■ EXERCISE: Render the lines of the entries below as a numbered list, skipping any blank lines. Leave the pictures out of your answer.

======== EXTRACTED RECORDS

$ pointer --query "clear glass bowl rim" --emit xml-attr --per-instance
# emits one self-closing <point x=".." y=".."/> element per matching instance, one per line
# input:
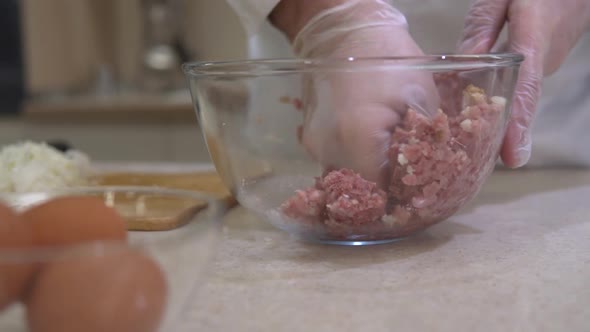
<point x="431" y="62"/>
<point x="214" y="211"/>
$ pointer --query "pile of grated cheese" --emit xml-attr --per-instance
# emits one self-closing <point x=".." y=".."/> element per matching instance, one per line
<point x="28" y="166"/>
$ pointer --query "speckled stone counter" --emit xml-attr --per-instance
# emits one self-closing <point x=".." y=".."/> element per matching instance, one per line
<point x="515" y="259"/>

================

■ ANSWER TO THIS TASK:
1. $ pointer --query "clear glass bowl rim" --emit xml-attr --per-instance
2. # emits one self-closing <point x=".." y=".."/> element per matching instance, one per line
3. # input:
4. <point x="431" y="62"/>
5. <point x="214" y="211"/>
6. $ pointer --query "pile of grated cheese" --emit xml-attr --per-instance
7. # emits one self-closing <point x=".." y=".."/> element per matching instance, one per line
8. <point x="28" y="166"/>
9. $ pointer --query "speckled stone counter" --emit xml-attr --per-instance
10. # emits one self-closing <point x=".." y=".."/> element per matching instance, one per line
11. <point x="515" y="259"/>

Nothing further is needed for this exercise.